Effect of Hydrostatic Dilation on Flap Viability of the Transverse Rectus Abdominis Musculocutaneous Flap Model in Rats

Abstract

The technique of intraoperative vessel hydrostatic dilation is sometimes used to facilitate microvascular anastomosis and prevent vasospasm. Currently, delay procedures remain a reliable method of maximizing flap survival. The authors aimed to increase rat transverse rectus abdominis musculocutaneous (TRAM) flap viability by imitating the physical effect of a surgical delay procedure with hydrostatic dilation. Forty-five male Sprague-Dawley rats were randomly assigned to one of three TRAM flap groups (15 rats in each group): the control group, the delay group, and the hydrostatic dilation group. The surgical delay procedure was performed by division of right-sided cranial epigastric vessels and contralateral superficial inferior epigastric vessels. While elevating the flap, hydrostatic dilation was performed to the cranial epigastric artery and vein with a mean pressure of 250 mm Hg. The groups were compared by means of microangiography and survival ratio of TRAM flaps and mean artery lumen area, mean vein lumen area, and mean artery wall area of the flap pedicle 48 hours after elevation. There was a significant difference between the control and hydrostatic dilation groups in favor of surface area viability and angiographic assessment (p < 0.01). Surgical delay has traditionally been accepted as the most reliable method of enhancing flap viability. No significant difference was revealed between the surgical delay and hydrostatic dilation groups (p > 0.05). In the hydrostatic dilation group, compared with the control group, an increase in vein diameter, a thinning of the artery wall, and an increase in lumen diameter were observed. The physical effect of blood flow is achieved acutely with hydrostatic dilation. This simple, dependable, one-stage hydrostatic dilation procedure can be used in clinical applications.

- Supplied information
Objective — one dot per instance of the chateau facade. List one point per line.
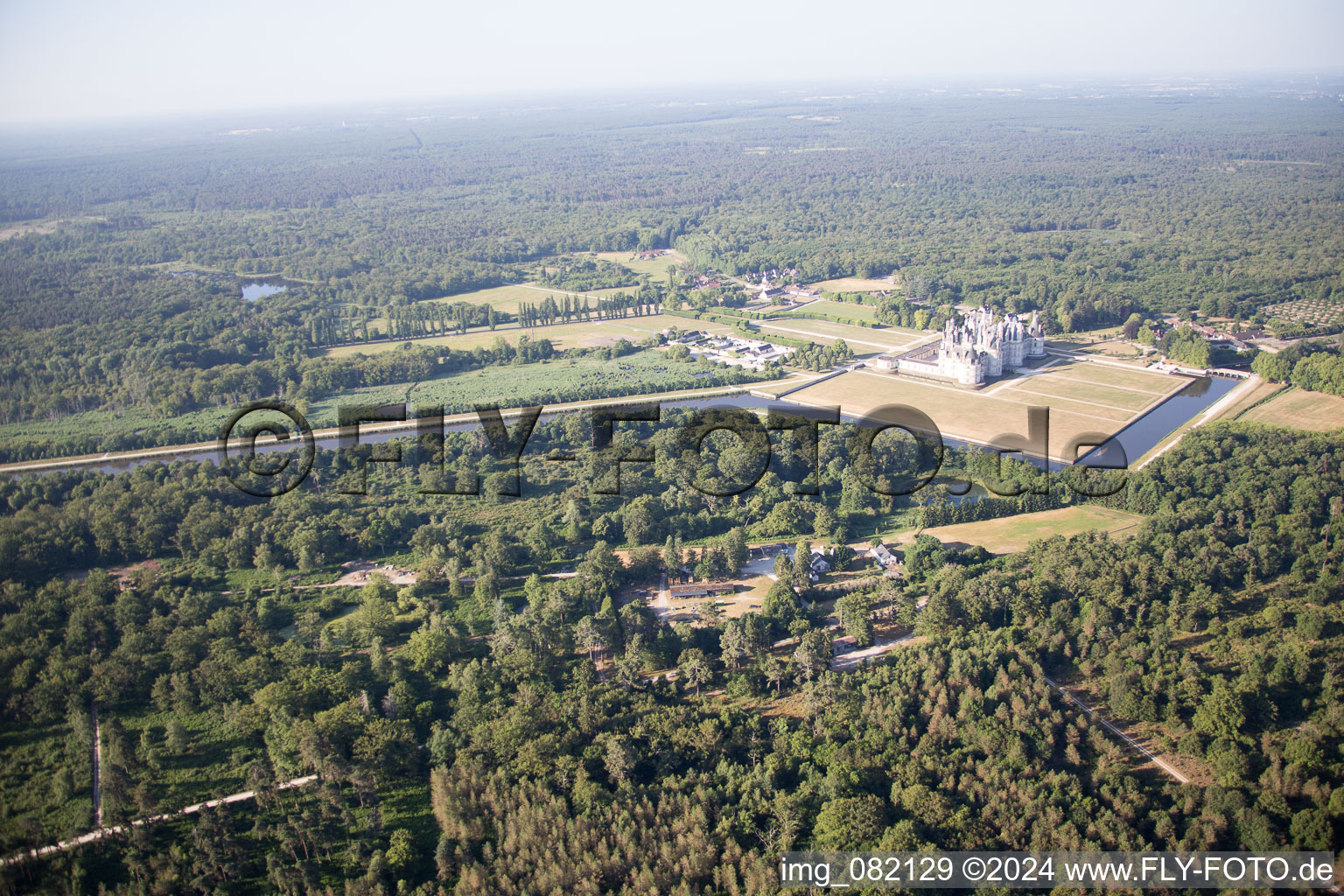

- Exercises to complete
1. In the hydrostatic dilation abstract, what mean pressure was used to dilate the cranial epigastric artery and vein?
2. List every measure the hydrostatic dilation abstract says was used to compare the groups 48 hours after flap elevation.
3. According to the hydrostatic dilation abstract, why did the authors apply hydrostatic dilation to the TRAM flap vessels?
The data play no part in these tasks.

- Replies
1. 250 mm Hg.

2. Microangiography, survival ratio of TRAM flaps, mean artery lumen area, mean vein lumen area, and mean artery wall area of the flap pedicle.

3. They wanted to increase TRAM flap viability by imitating the physical effect of a surgical delay procedure. Delay procedures are still a reliable way of maximizing flap survival.